**CHALLENGES**:
1. In the image super-resolution write-up, why did the authors design experiments comparing different patch sizes? Answer in one to three sentences.
2. Transcribe the passage of the image super-resolution write-up starting at "In the extension" and ending at "the pre-upsampling model.".

**EXCERPTED TEXT**:
= = = =
Image Super Resolution

This project was done by Jingxiang Zhang and Lujia Zhong. It is the final project of EE 541, USC.

To see more about the project, please click here.

Abstract:

Purpose: This is a super-resolution (SR) project. We propose to recover high-resolution images from low-resolution images, using the dataset of DIV2K. Image super-resolution is a critical step to recover and even enhance the information transmitted by the image. It has many important applications in other fields, such as satellite image remote sensing, and digital high-definition. There are many computer vision solutions to this problem, including interpolation-based methods, reconstruction-based methods, and learning-based methods.

We will first test various SR models to enhance the quality of given images that are common in the natural environment, using Peak signal to noise ratio (PSNR) and structural index similarity (SSIM) as criteria for model performance, and compare the deep learning models with Bicubic and other interpolation algorithms. Finally, we will test our best model on the whole training set and analyze the result.

In the extension work, we will compare how the patch (sub-image) size and batch influence the training process. Then we design an experiment to show that training Y channel only is reasonable and generally better than training RGB channels together. At last, we will compare how the upscale factor influences the pre-upsampling model.

Model: SRCNN, FSRCNN, ESPCN, VDSR, SRGAN, EDSR, DCSCN, SUBCNN, Per. SRGAN

click here to view the whole paper.

extension part of this project:

In this project, I mainly worked on the introduction part and the extension part. Therefore, I will make a brief introduction of what I find. Here, I have 3 more questions about the super resolution.

How does patch size (sub-image) influence the training?
How does the channel influence the training?
How does the scale factor influence the pre-upscaling model?

1. Patches Size

In most of the super-resolution network models, the default image pre-processing method is to cut the training image into small patches and train the network by those small patches. Dong et al. proposed using 33*33 as a sub-image size with a stride equal to 14. Also in [8], Zhou, et al. show that the smaller the stride, the smaller the MSE, and they use a patch size range from 3*3 to 13*13. In our previous experiment, we use a patch size equal to 50. These default settings aroused our curiosity, does the sub-image patch size influence the training process? Hence we design these experiments to compare the training process given different patch sizes.
= = = =
**DATASET CONTENT**:
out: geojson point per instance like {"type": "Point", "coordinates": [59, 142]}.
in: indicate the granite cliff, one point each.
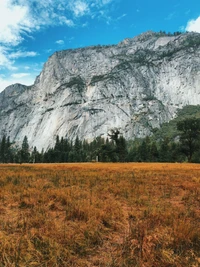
= = = =
**TASK-BY-TASK SOLUTIONS**:
1. They noticed that default settings varied: Dong et al. used 33*33 sub-images with a stride of 14, Zhou et al. used patches from 3*3 to 13*13, and their own earlier experiment used a patch size of 50. These defaults made them curious whether sub-image patch size affects the training process, so they designed experiments to compare training under different patch sizes.

2.
In the extension work, we will compare how the patch (sub-image) size and batch influence the training process. Then we design an experiment to show that training Y channel only is reasonable and generally better than training RGB channels together. At last, we will compare how the upscale factor influences the pre-upsampling model.